## What is expected
Please reproduce the passage about machine learning work word for word, starting at "It has lots of different" and ending at "working on this.".

Start of Extract to read

Finally, a third super staff machine learning engineer was asking a different question.
Vectorola was puzzled. She thought this channel was going to be super high level discussions,
theory, et cetera. But what they asked is, can someone validate my Airflow job to update
my machine learning retraining pipeline? And Vectorola thought, what is Airflow?
She remembered that Airflow is a programmatic way to create, monitor, and deploy batch workflows
on a scheduled basis. She thought, what does this sound like? This sounds like something
that I've done before. It sounds like fancy crontab. So Airflow is basically fancy crontab.
It's a way to schedule a lot of different complicated tasks, like, for example, your
Python scripts or your model runs. So it turned out that Vectorola had been doing this also
kind of all along. What is the moral of the story? Basically,
in the data science, machine learning, and general data space, we are all Vectorola today.
Why? Because the advertised map for what we do at work is not the true territory. The
interviews that we go through, the medium articles that we read, the hacker news articles
that we read, all of this work, not all of it is encompassed by what we do on a day to
day basis, which is crontab, and creating dictionaries and adding things to lists. This
is the heart of the true work of machine learning. Second, what Vectorola realized is that building
machine learning systems is just building software. And building software is fragile.
It has lots of different components. It has lots of things that break. It's not glamorous.
It's not sexy. It's real true work that you need to do to get your stuff to work. And
that's what she had been doing when she started working on this.
Third, even advanced work deals with normal problems. So this is actually a screenshot
for when I tried to register for chat GPT on the first day it came out. And potentially
they were having problems serving web requests, which has nothing to do with the really complicated
and impressive model that was happening in the back end, which goes to my last point,
which is that data work is also engineering work, and we deal with a lot of the complexities
and fiddling with all the pieces that that entails.

End of Extract to read
Start of Recorded information

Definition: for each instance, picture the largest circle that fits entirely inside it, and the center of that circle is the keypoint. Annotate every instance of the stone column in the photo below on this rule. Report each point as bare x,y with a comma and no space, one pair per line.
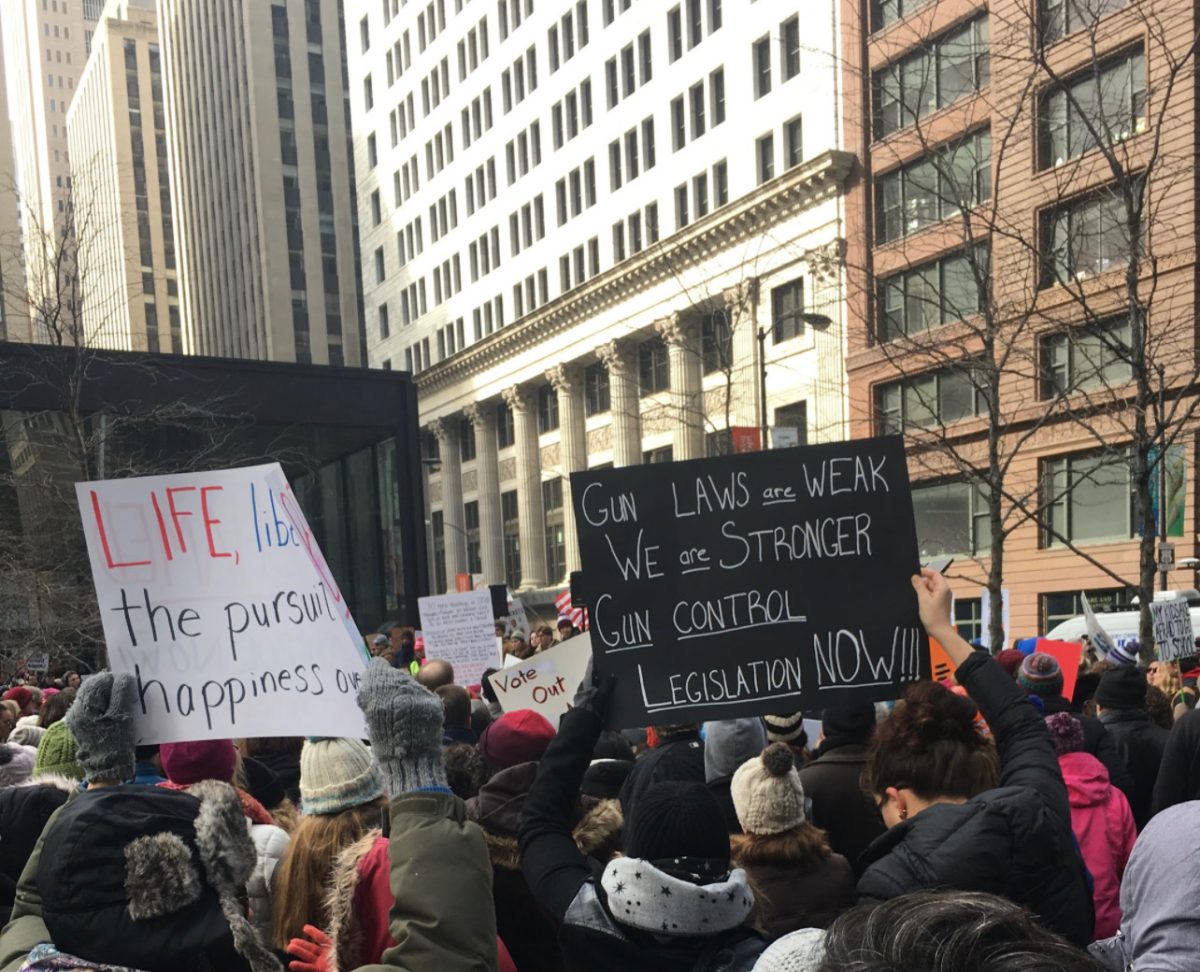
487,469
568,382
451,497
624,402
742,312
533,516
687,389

End of Recorded information
Start of Recorded information

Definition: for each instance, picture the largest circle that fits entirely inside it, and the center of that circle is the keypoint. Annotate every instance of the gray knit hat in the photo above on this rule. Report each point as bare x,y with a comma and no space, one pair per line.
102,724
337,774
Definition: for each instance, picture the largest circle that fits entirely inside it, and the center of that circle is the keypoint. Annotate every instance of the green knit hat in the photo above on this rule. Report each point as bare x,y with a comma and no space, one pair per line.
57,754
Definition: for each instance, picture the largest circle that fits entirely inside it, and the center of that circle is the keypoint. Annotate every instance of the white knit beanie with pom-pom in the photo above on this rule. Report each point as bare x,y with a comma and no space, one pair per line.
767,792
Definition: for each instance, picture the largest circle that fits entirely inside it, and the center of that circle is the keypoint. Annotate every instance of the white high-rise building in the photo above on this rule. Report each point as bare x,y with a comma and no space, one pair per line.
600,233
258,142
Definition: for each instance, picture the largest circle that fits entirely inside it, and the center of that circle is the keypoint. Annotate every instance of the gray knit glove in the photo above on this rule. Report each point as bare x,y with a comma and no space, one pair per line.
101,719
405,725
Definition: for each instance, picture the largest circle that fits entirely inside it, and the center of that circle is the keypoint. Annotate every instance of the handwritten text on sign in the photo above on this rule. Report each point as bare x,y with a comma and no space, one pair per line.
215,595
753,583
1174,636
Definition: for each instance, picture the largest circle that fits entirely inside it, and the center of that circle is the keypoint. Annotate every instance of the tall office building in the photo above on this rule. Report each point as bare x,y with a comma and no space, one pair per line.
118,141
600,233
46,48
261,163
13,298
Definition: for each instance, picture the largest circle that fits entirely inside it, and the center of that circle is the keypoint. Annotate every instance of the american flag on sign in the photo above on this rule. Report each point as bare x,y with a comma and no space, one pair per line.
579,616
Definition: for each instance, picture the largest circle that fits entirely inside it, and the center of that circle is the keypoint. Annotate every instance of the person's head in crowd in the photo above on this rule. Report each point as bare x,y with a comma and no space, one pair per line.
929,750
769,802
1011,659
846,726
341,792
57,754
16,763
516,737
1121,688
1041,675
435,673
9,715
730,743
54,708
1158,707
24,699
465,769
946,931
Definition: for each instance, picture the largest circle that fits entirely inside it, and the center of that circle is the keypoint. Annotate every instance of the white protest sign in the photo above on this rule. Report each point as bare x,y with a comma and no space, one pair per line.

End of Recorded information

## Answer box
It has lots of different components. It has lots of things that break. It's not glamorous.
It's not sexy. It's real true work that you need to do to get your stuff to work. And
that's what she had been doing when she started working on this.